▸ EXCERPT TO READ:
────────────────

CHARLES: Who--!? There’s no one here… Even though there’s a voice…
CHESHIRE CAT: I wonder~ Who am I, really~?
CHESHIRE CAT: ‘I am someone, and I am not.’
CHESHIRE CAT: The only one who can decide that is you.
CHESHIRE CAT: The question ‘Who am I?’ is not really that difficult~
CHESHIRE CAT: When I am not here then I am not.
CHESHIRE CAT: When I am here, then I am here.
CHESHIRE CAT: Such as when there’s a front, there’s a behind.
CHESHIRE CAT: I’m that much of a contradictory existence.
CHESHIRE CAT: The others call me Cheshire Cat.
CHESHIRE CAT: (laughs) Do you hate strange people, boy?
CHARLES: (deep breath) Yes. I’ve only been troubled the moment I arrived here!
CHARLES: The guy I asked for the way home won’t tell me and he hurried off.
CHARLES: Some flowers just kept on making fun of me even though they knew nothing about me…!
CHARLES: I’m this troubled and yet no one will help me!
CHESHIRE CAT: Is that so, is that so? You’re troubled, huh~
CHESHIRE CAT: You said you wanted to go home?
CHESHIRE CAT: Unfortunately, no one here’s really an ally or an enemy.
CHESHIRE CAT: It’d be best to keep that in mind.

────────────────

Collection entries
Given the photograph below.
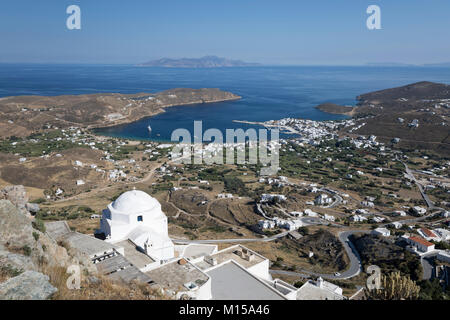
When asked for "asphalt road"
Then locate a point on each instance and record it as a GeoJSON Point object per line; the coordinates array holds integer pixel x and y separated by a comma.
{"type": "Point", "coordinates": [355, 261]}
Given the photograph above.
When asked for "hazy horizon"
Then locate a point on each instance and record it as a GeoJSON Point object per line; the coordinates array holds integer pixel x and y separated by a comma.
{"type": "Point", "coordinates": [288, 33]}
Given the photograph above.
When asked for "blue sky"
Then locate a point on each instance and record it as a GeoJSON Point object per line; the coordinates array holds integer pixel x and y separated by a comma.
{"type": "Point", "coordinates": [327, 32]}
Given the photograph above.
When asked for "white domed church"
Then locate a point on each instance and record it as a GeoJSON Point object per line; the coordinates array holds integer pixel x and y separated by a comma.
{"type": "Point", "coordinates": [138, 217]}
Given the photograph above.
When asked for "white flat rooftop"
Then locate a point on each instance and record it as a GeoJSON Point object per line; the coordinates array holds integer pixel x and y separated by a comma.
{"type": "Point", "coordinates": [173, 276]}
{"type": "Point", "coordinates": [231, 282]}
{"type": "Point", "coordinates": [310, 291]}
{"type": "Point", "coordinates": [87, 244]}
{"type": "Point", "coordinates": [132, 254]}
{"type": "Point", "coordinates": [232, 253]}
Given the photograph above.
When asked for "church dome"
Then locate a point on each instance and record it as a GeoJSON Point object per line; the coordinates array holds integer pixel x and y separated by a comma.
{"type": "Point", "coordinates": [135, 201]}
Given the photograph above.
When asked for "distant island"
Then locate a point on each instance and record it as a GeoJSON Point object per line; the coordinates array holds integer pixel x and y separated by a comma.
{"type": "Point", "coordinates": [204, 62]}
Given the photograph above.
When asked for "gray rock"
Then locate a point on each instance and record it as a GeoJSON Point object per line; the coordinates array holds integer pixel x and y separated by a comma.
{"type": "Point", "coordinates": [17, 195]}
{"type": "Point", "coordinates": [30, 285]}
{"type": "Point", "coordinates": [32, 207]}
{"type": "Point", "coordinates": [15, 228]}
{"type": "Point", "coordinates": [16, 261]}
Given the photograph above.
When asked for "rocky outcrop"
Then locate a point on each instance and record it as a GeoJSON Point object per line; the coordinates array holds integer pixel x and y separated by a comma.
{"type": "Point", "coordinates": [33, 208]}
{"type": "Point", "coordinates": [15, 228]}
{"type": "Point", "coordinates": [17, 195]}
{"type": "Point", "coordinates": [30, 285]}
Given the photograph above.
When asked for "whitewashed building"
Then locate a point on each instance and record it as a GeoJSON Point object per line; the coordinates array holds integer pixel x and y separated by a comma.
{"type": "Point", "coordinates": [138, 217]}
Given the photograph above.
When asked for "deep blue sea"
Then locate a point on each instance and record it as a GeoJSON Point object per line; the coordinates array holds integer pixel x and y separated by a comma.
{"type": "Point", "coordinates": [267, 92]}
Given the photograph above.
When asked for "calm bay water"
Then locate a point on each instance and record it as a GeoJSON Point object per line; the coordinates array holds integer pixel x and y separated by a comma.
{"type": "Point", "coordinates": [268, 92]}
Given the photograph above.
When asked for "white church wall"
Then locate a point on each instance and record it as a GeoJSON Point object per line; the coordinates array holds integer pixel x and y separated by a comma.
{"type": "Point", "coordinates": [261, 270]}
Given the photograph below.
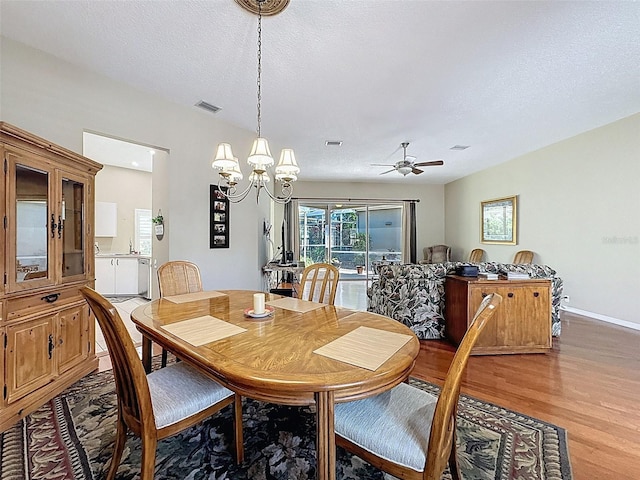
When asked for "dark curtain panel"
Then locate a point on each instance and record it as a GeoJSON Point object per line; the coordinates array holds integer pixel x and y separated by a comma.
{"type": "Point", "coordinates": [412, 232]}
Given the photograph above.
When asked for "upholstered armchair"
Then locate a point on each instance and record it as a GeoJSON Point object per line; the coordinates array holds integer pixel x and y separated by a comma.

────────────────

▸ TASKS TO COMPLETE:
A: Based on the Cheshire Cat dialogue, say whether each statement agrees with it: (i) Charles says the person he asked for the way home hurried off; (ii) the Cheshire Cat says the others call it the Mad Hatter; (iii) the Cheshire Cat says everyone here is an ally. Answer yes or no for each and quote the deciding words.
B: Transcribe part of the Cheshire Cat dialogue word for word. Begin at the words "CHESHIRE CAT: (laughs)" and stop after "that in mind.".
The data has no connection to the Cheshire Cat dialogue.

▸ RESPONSES IN ORDER:
A:
(i) Yes: "The guy I asked for the way home won’t tell me and he hurried off."
(ii) No: "The others call me Cheshire Cat."
(iii) No: "no one here’s really an ally or an enemy."

B:
CHESHIRE CAT: (laughs) Do you hate strange people, boy?
CHARLES: (deep breath) Yes. I’ve only been troubled the moment I arrived here!
CHARLES: The guy I asked for the way home won’t tell me and he hurried off.
CHARLES: Some flowers just kept on making fun of me even though they knew nothing about me…!
CHARLES: I’m this troubled and yet no one will help me!
CHESHIRE CAT: Is that so, is that so? You’re troubled, huh~
CHESHIRE CAT: You said you wanted to go home?
CHESHIRE CAT: Unfortunately, no one here’s really an ally or an enemy.
CHESHIRE CAT: It’d be best to keep that in mind.